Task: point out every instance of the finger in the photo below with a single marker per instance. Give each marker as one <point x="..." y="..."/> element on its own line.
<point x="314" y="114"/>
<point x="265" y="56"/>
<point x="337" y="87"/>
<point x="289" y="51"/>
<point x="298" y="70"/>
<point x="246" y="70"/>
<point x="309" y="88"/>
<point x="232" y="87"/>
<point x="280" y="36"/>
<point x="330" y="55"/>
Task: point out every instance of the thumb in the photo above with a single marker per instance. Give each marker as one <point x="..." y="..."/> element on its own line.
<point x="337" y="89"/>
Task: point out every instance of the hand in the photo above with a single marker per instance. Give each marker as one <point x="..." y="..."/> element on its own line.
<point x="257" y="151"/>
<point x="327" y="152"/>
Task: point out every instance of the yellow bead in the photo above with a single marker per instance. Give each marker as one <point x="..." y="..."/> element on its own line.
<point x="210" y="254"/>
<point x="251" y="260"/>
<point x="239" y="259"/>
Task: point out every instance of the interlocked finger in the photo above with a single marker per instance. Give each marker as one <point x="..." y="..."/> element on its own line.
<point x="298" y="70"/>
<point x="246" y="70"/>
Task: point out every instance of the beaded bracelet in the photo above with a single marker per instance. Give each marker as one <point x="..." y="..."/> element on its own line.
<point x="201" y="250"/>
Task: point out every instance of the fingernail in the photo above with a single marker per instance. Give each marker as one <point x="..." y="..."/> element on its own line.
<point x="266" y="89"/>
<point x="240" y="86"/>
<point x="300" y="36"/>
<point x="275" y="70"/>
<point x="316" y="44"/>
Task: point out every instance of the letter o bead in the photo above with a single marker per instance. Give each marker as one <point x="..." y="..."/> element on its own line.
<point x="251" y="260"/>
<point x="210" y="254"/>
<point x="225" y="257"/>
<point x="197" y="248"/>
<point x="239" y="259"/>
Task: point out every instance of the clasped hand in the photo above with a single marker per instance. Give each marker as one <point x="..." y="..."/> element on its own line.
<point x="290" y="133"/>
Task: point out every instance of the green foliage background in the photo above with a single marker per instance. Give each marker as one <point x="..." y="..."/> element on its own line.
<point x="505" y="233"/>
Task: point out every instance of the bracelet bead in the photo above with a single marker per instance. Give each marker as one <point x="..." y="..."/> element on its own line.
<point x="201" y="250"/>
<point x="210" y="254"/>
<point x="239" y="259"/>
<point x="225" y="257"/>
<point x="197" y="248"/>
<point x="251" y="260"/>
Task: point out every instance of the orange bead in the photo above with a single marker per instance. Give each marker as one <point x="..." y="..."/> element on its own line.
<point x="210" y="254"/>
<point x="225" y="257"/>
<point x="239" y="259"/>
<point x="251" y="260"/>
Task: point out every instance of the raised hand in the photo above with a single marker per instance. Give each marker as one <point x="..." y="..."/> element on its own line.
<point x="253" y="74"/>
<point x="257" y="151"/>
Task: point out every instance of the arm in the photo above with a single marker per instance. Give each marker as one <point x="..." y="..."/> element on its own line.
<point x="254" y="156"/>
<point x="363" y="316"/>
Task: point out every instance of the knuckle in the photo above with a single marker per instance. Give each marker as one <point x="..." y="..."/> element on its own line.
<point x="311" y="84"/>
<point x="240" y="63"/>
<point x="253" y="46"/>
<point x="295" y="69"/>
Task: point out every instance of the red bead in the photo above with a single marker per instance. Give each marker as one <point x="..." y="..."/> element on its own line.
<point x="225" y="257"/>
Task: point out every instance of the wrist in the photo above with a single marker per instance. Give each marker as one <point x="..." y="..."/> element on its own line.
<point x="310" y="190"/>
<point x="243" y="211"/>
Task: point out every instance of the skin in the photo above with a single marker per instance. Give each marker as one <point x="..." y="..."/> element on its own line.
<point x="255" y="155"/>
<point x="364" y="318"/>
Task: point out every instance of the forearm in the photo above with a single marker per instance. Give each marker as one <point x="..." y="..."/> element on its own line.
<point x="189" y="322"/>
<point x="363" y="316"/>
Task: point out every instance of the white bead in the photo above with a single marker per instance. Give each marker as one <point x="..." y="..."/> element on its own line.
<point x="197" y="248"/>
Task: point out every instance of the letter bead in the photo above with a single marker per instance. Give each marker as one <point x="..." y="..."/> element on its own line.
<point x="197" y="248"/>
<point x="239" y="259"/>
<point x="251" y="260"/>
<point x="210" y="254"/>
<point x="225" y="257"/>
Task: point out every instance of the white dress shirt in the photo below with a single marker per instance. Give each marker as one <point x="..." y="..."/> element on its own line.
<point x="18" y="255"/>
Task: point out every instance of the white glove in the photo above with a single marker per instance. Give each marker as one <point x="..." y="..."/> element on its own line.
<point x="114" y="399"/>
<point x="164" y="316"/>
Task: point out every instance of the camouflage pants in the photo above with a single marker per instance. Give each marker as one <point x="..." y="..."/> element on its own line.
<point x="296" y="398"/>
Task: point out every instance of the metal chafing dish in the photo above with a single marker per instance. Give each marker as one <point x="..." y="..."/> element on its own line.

———

Do this
Give all of the rows above as a numbered list, leaving out any blank lines.

Response for this exercise
1. Task: point out every instance of the finger in the photo below with a single marker per instance. Give each marker as one <point x="..." y="..."/> element on its own line.
2. <point x="314" y="114"/>
3. <point x="265" y="56"/>
4. <point x="337" y="87"/>
5. <point x="289" y="51"/>
6. <point x="298" y="70"/>
7. <point x="246" y="70"/>
8. <point x="309" y="88"/>
9. <point x="232" y="87"/>
10. <point x="280" y="36"/>
11. <point x="330" y="55"/>
12. Task: point out every instance of the thumb in the photo above with a single marker per instance. Give each marker as one <point x="..." y="..."/> element on its own line.
13. <point x="337" y="89"/>
14. Task: point out every instance of the hand in the photo above with a single marker per instance. Give each marker as one <point x="..." y="..."/> element on its own line.
15. <point x="257" y="151"/>
16. <point x="327" y="152"/>
17. Task: point out every instance of the yellow bead in the photo above with a single marker per instance. Give each marker as one <point x="..." y="..."/> element on its own line.
18. <point x="210" y="254"/>
19. <point x="251" y="260"/>
20. <point x="239" y="259"/>
21. Task: point out every instance of the interlocked finger in the photo above with a single marker per instance. Give each marker as one <point x="..." y="..."/> element on its own line.
22. <point x="298" y="70"/>
23. <point x="246" y="70"/>
24. Task: point out every instance of the beaded bracelet in the photo above with a single marker per instance. Give each marker as one <point x="..." y="..."/> element on its own line.
25. <point x="201" y="250"/>
26. Task: point out every instance of the fingernail in the photo above with a single marker per instance. Give each marker as one <point x="..." y="..."/> element on its own line.
27. <point x="266" y="89"/>
28. <point x="240" y="86"/>
29. <point x="300" y="36"/>
30. <point x="275" y="70"/>
31. <point x="316" y="44"/>
32. Task: point out every instance of the letter o bead in the photo above with a single marker per instance. Give each marker as one <point x="..." y="..."/> element on its own line.
33. <point x="251" y="260"/>
34. <point x="210" y="254"/>
35. <point x="225" y="257"/>
36. <point x="197" y="248"/>
37. <point x="239" y="259"/>
38. Task: point out every instance of the clasped hand in the photo above with a single marker per instance. Give each marker as one <point x="..." y="..."/> element on its own line.
39. <point x="290" y="133"/>
40. Task: point out every instance of the green foliage background in the photo above with a single marker per instance. Give each marker as one <point x="..." y="..."/> element on its own line.
41. <point x="505" y="233"/>
42. Task: point out every instance of the bracelet bead in the photo above with a single marker per instance. Give each marker as one <point x="..." y="..."/> element on its own line.
43. <point x="201" y="250"/>
44. <point x="210" y="254"/>
45. <point x="239" y="259"/>
46. <point x="225" y="257"/>
47. <point x="197" y="248"/>
48. <point x="251" y="260"/>
49. Task: point out every instance of the orange bead in the photo above with a single marker per instance. Give each marker as one <point x="..." y="..."/> element on its own line.
50. <point x="210" y="254"/>
51. <point x="225" y="257"/>
52. <point x="239" y="259"/>
53. <point x="251" y="260"/>
54. Task: point out every instance of the raised hand in the photo above with a single marker per instance. Give each marker as one <point x="..." y="..."/> element on its own line.
55. <point x="253" y="74"/>
56. <point x="257" y="151"/>
57. Task: point out every instance of the arm in the photo above with a single marker per instance. Give each marker as one <point x="..." y="..."/> element on its own line.
58. <point x="254" y="156"/>
59. <point x="363" y="316"/>
60. Task: point out every instance of the knuckle in the photo above with a single marker per instance. Give each marker as one <point x="..." y="..."/> element on its own line.
61. <point x="311" y="84"/>
62. <point x="240" y="63"/>
63. <point x="253" y="46"/>
64. <point x="295" y="69"/>
65. Task: point out every instance of the red bead in the photo above with a single marker per instance. Give each marker as one <point x="..." y="..."/> element on its own line.
66. <point x="225" y="257"/>
67. Task: point out every instance of the wrist in the photo above with a single marker per instance. Give each marker as one <point x="..." y="..."/> element on its own line.
68. <point x="310" y="190"/>
69. <point x="243" y="211"/>
70. Task: point out every instance of the skin in the photo above with a single marker per instance. Give each marker as one <point x="..." y="..."/> element on its own line.
71. <point x="255" y="155"/>
72. <point x="364" y="318"/>
73. Task: point out every instance of the forearm in the photo above with a single marker per instance. Give each marker as one <point x="..." y="..."/> element on its own line.
74. <point x="189" y="322"/>
75. <point x="363" y="316"/>
76. Task: point out every instance of the white bead in the photo above with a single marker per instance. Give each marker as one <point x="..." y="..."/> element on its own line.
77. <point x="197" y="248"/>
78. Task: point out every instance of the letter bead in the photo above with a single marker per instance. Give each marker as one <point x="..." y="..."/> element on its own line.
79. <point x="197" y="248"/>
80. <point x="239" y="259"/>
81. <point x="251" y="260"/>
82. <point x="210" y="254"/>
83. <point x="225" y="257"/>
84. Task: point out every instance of the white dress shirt in the photo below with a single marker per instance. Give each marker as one <point x="..." y="..."/> element on its own line.
85. <point x="18" y="255"/>
86. Task: point out every instance of the white glove in the photo above with a single marker per instance. Give each marker as one <point x="..." y="..."/> element on its own line.
87. <point x="114" y="399"/>
88. <point x="164" y="316"/>
89. Task: point out every instance of the camouflage pants in the photo above with a single marker per instance. Give each marker as one <point x="..." y="..."/> element on its own line.
90. <point x="296" y="398"/>
91. Task: point out every instance of the metal chafing dish in the photo above with a single marker per instance. Give each marker as one <point x="..." y="..."/> element on its own line.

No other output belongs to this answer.